Challenge: Write out the entries, please, from the line containing "the hoarding with advertisement" through their final line, exactly and with nothing else.
▼
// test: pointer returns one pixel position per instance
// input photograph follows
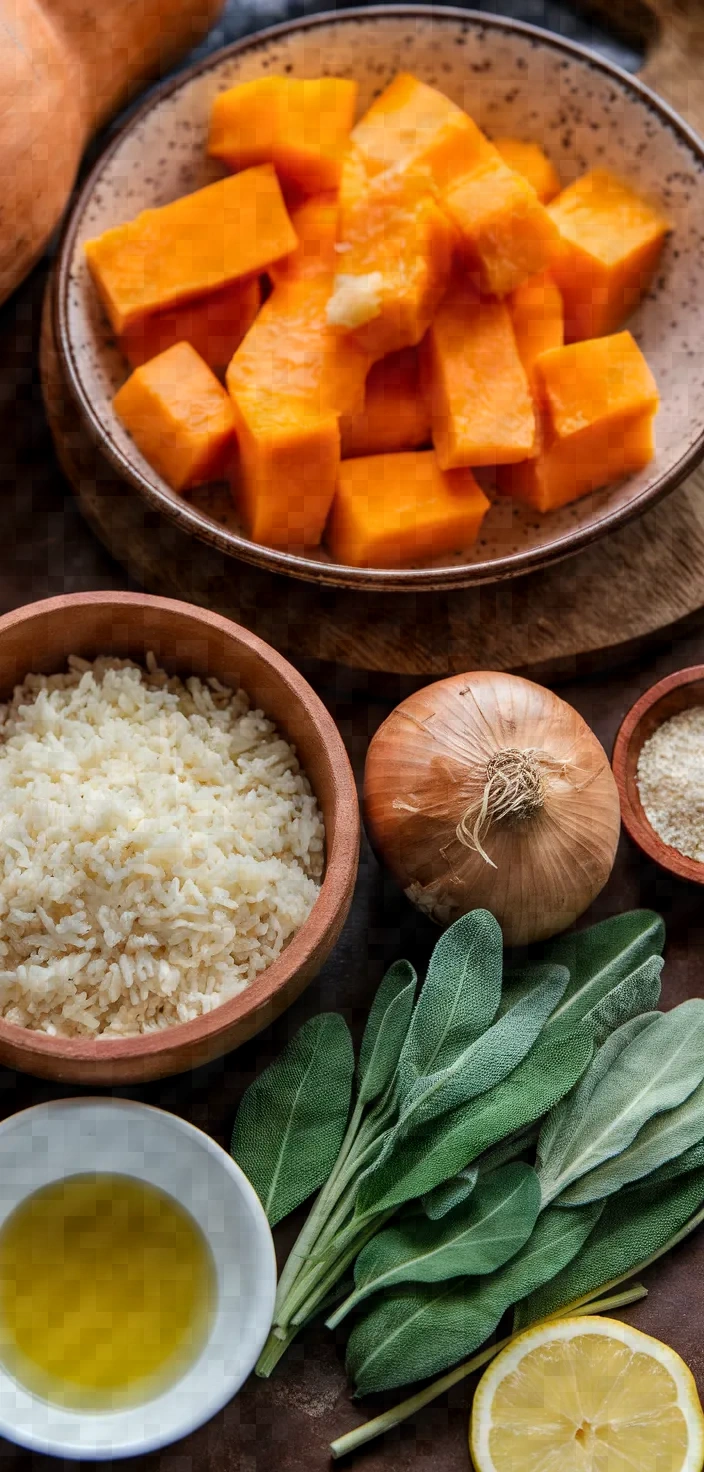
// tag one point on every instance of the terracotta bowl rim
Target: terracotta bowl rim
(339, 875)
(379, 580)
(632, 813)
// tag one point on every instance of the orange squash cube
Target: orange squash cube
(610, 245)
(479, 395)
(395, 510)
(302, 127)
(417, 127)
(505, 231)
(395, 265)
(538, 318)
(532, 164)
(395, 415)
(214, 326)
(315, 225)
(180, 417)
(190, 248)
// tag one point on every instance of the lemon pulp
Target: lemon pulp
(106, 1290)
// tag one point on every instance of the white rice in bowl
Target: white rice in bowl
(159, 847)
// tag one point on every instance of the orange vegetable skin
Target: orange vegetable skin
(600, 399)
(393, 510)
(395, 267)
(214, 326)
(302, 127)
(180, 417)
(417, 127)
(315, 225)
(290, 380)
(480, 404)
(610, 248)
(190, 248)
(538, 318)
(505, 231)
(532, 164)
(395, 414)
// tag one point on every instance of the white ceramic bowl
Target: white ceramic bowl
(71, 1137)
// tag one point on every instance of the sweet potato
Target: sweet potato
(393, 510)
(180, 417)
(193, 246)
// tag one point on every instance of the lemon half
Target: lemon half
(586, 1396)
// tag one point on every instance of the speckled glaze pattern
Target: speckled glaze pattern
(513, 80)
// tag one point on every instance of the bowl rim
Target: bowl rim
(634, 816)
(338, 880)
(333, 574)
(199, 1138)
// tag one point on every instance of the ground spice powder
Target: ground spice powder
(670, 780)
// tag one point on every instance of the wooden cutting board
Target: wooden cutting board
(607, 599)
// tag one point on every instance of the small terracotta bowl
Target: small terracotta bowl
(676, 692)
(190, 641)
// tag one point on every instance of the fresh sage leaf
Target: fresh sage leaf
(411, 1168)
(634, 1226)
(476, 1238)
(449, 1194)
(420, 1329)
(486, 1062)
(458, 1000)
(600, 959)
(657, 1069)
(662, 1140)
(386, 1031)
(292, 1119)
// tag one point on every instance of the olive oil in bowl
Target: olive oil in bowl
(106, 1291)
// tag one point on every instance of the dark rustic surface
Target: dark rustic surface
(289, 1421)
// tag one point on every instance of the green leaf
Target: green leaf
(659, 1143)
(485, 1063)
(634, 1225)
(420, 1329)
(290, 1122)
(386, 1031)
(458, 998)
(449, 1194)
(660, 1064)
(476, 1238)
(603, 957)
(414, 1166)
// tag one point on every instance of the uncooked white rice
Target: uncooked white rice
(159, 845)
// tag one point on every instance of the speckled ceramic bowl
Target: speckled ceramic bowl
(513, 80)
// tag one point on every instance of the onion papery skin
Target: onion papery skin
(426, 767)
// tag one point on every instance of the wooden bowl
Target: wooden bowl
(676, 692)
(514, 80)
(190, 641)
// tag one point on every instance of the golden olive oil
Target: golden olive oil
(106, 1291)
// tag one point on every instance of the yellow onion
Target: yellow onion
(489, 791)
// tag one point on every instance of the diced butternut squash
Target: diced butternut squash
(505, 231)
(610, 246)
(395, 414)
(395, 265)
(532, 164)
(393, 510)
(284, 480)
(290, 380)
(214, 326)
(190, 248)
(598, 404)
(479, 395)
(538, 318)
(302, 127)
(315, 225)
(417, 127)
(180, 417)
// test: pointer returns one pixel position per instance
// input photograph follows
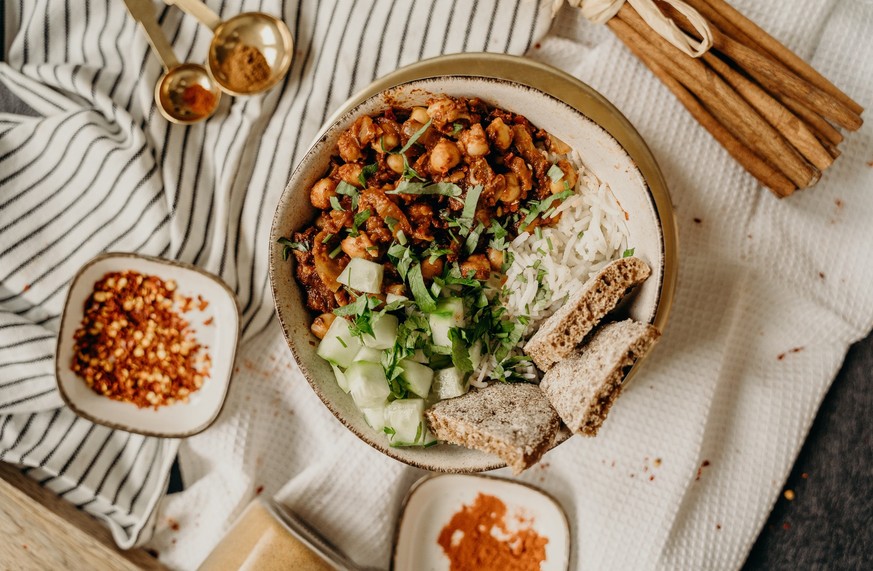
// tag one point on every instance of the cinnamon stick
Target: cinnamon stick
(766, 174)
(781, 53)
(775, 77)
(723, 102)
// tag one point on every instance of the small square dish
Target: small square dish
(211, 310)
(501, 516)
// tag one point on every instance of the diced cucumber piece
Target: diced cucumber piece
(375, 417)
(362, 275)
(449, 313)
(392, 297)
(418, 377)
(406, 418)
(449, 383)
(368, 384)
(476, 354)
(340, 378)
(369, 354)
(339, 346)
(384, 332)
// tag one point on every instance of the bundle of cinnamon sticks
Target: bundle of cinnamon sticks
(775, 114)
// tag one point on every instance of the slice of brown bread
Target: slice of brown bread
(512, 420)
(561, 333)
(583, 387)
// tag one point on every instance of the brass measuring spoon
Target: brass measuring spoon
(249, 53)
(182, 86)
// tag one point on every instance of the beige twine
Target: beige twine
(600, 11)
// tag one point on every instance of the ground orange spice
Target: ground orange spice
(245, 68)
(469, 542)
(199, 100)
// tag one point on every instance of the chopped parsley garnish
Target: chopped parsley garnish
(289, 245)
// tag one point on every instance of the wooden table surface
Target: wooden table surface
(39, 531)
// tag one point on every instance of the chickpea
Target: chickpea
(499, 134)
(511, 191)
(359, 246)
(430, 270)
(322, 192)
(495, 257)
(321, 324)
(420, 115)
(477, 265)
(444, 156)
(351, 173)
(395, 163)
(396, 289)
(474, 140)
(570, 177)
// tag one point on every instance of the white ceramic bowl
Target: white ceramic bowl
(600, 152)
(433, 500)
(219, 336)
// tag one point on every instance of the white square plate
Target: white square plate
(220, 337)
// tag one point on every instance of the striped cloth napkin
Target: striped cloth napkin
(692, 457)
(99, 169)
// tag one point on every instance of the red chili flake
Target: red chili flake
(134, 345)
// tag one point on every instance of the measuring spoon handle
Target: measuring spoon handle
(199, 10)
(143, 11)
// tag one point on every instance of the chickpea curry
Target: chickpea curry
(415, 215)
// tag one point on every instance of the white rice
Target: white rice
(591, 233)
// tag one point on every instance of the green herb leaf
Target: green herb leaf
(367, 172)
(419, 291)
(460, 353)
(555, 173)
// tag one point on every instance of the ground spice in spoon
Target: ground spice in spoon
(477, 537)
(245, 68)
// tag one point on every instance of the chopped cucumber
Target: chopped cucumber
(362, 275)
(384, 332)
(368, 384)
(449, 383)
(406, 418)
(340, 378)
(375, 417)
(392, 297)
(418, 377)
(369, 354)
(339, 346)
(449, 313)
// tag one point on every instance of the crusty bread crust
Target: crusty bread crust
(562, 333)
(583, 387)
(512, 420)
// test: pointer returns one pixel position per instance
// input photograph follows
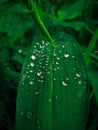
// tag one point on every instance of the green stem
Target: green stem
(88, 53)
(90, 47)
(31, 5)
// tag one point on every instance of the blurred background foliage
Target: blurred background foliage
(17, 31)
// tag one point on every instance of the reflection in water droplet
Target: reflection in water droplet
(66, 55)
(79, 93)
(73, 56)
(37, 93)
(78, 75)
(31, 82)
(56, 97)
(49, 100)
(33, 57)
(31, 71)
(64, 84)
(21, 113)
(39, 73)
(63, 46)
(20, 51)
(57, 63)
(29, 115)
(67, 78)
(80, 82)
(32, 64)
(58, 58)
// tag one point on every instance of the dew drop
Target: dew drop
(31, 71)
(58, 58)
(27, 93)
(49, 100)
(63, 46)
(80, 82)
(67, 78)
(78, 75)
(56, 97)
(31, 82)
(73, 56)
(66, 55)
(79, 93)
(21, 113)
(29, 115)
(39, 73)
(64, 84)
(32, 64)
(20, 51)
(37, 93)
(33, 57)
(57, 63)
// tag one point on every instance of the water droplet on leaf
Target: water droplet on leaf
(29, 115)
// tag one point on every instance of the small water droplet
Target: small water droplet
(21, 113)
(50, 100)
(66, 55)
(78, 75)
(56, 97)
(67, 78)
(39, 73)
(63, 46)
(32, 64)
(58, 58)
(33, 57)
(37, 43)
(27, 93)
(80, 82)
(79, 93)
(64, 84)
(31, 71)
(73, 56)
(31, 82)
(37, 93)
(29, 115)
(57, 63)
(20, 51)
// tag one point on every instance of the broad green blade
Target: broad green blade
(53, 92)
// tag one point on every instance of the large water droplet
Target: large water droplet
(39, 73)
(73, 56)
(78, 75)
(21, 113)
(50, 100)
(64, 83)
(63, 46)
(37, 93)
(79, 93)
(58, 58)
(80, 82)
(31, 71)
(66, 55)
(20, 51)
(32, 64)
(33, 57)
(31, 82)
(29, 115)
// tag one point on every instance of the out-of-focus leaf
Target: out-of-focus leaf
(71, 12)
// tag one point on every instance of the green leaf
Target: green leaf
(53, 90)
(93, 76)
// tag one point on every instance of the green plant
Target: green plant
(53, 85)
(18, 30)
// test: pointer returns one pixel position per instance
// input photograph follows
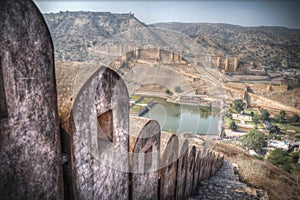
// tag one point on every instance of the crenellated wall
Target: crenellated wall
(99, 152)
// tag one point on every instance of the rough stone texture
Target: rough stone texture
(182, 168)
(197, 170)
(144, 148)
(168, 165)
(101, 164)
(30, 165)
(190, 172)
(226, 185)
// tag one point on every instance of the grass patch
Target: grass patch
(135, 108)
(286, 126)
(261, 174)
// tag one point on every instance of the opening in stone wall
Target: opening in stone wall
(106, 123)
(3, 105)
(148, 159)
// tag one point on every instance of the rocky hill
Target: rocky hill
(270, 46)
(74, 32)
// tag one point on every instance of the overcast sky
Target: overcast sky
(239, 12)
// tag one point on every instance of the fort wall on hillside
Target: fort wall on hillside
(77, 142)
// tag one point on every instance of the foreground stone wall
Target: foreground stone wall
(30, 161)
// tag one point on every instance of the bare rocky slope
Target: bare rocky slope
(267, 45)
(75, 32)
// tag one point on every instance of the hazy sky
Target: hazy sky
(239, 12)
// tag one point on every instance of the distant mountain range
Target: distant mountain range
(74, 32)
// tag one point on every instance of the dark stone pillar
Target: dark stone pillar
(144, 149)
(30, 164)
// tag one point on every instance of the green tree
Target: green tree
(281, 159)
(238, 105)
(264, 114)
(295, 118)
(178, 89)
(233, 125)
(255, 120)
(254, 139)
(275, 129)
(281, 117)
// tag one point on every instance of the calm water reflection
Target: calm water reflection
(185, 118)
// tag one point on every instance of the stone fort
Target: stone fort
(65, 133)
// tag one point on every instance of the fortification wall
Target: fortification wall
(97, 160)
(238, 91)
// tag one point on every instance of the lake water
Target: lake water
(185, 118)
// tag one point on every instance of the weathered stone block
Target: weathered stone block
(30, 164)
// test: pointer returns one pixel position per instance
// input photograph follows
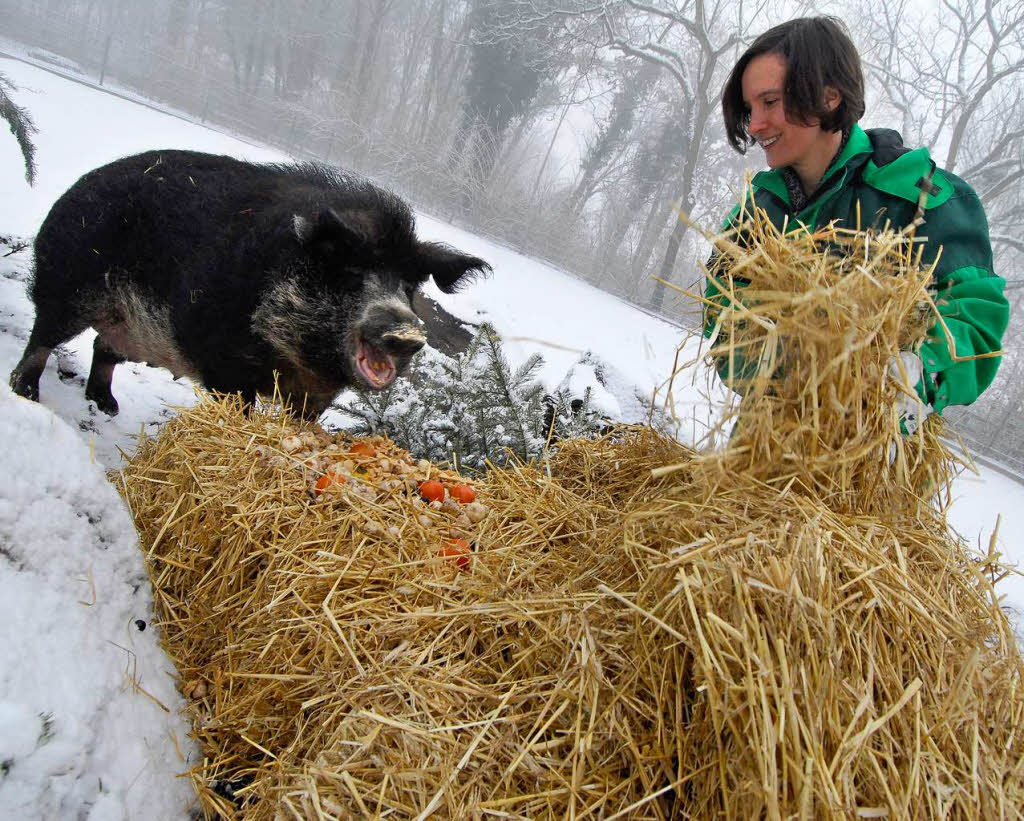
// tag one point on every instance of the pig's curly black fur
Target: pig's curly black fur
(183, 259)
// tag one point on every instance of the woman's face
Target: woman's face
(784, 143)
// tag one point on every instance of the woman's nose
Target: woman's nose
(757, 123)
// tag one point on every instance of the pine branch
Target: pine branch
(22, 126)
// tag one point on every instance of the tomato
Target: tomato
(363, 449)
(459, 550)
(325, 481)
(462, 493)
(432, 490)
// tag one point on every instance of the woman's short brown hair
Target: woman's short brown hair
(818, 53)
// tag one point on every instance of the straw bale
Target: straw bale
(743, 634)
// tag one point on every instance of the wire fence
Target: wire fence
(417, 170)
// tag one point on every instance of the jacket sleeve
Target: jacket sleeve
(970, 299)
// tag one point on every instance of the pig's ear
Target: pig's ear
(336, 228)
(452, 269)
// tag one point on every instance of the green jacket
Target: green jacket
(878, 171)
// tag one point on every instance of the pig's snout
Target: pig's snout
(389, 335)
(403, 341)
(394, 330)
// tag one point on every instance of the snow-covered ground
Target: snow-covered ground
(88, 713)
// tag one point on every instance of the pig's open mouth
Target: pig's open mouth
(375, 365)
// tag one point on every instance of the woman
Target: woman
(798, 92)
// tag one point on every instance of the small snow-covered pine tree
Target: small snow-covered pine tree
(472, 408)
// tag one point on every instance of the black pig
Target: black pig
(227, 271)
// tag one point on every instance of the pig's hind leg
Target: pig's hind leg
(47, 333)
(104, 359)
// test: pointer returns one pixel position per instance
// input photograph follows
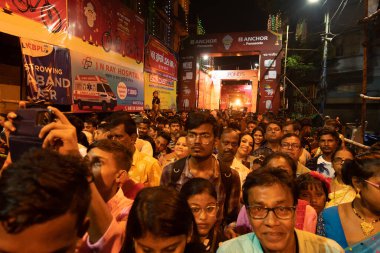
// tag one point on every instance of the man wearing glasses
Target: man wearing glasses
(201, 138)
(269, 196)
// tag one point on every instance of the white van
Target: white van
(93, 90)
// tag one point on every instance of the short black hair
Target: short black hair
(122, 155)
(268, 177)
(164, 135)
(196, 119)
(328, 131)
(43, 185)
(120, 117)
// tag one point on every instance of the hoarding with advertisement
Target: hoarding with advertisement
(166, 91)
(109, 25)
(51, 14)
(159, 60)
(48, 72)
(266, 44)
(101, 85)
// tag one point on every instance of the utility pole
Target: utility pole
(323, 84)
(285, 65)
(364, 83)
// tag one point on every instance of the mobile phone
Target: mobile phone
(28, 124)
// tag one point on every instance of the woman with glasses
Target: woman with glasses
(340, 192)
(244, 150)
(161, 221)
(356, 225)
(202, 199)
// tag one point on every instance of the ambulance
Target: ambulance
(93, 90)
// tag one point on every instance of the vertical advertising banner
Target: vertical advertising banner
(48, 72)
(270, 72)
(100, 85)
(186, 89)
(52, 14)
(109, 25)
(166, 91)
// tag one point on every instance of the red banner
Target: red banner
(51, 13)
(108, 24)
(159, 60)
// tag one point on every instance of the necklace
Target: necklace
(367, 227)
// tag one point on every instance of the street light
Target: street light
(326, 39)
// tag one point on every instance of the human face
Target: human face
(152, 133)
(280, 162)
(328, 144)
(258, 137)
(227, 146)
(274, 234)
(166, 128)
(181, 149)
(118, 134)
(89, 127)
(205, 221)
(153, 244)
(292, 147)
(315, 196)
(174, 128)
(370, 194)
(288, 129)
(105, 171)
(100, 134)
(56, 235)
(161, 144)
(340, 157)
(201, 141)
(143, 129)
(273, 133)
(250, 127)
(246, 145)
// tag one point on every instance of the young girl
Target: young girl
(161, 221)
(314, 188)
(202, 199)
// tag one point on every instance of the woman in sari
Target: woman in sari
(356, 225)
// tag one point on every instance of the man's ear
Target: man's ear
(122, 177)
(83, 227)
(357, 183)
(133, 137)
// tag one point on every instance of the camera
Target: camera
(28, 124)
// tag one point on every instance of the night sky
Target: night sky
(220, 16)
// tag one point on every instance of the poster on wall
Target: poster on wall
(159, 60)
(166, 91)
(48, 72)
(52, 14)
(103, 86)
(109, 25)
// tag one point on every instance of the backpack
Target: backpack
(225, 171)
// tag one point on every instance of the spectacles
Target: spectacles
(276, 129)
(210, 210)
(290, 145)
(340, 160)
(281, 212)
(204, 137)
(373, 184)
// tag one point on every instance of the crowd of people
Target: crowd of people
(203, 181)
▲
Exercise result:
// tag one point on every instance of the hoarding with advertisement
Target: hoarding with advertisement
(166, 91)
(109, 25)
(51, 14)
(159, 60)
(48, 72)
(266, 44)
(101, 85)
// tag one point on every instance of the utility pole
Target: utility pole
(323, 84)
(285, 65)
(364, 83)
// tag one point on every instance of the mobile phone
Target: mobile phone
(28, 124)
// tag one point on every instance of the woman with glasses
Target: woman with glasses
(340, 192)
(244, 150)
(161, 221)
(356, 225)
(202, 199)
// tag one point on every instance of the ambulance
Target: ambulance
(93, 90)
// tag one point on every instance of the vertical advertising banner
Target: vertical advertising banner
(48, 72)
(270, 72)
(100, 85)
(186, 89)
(52, 14)
(109, 25)
(166, 91)
// tag one point on every instance of the red banner
Target: red banner
(51, 13)
(108, 24)
(159, 60)
// tag one point on every instance of the necklace
Target: necklace
(367, 227)
// tag one point on every instance of the street light
Target: street light
(326, 39)
// tag one point on every instance of the human face
Target: human face
(152, 133)
(280, 162)
(328, 144)
(258, 137)
(227, 146)
(274, 234)
(166, 128)
(181, 149)
(118, 134)
(89, 127)
(205, 221)
(153, 244)
(292, 147)
(315, 196)
(174, 128)
(370, 194)
(288, 129)
(105, 171)
(100, 134)
(56, 235)
(161, 144)
(340, 157)
(201, 141)
(143, 129)
(273, 133)
(250, 127)
(246, 145)
// tag one point on every instance of the young girl
Target: young girl
(161, 221)
(314, 188)
(202, 199)
// tag one point on every instance of the woman in sari
Target: woman in sari
(356, 225)
// tag one point on every instance of the man's ear
Target: man's ear
(122, 177)
(83, 227)
(357, 183)
(133, 137)
// tag one point on every instance of the camera
Target: camera
(28, 124)
// tag one point on every instance of the night sky
Target: night sky
(220, 16)
// tag one point on every instance of the poster on wall
Target: poster on wall
(159, 60)
(166, 91)
(48, 72)
(52, 14)
(103, 86)
(109, 25)
// tag one point on every instance of the backpack
Target: backpack
(225, 171)
// tag one point on every instance of the spectacles
Target: spectacles
(276, 129)
(210, 210)
(290, 145)
(340, 160)
(281, 212)
(204, 137)
(373, 184)
// tag one point on every instance of the crowd of people
Target: crowd of people
(203, 181)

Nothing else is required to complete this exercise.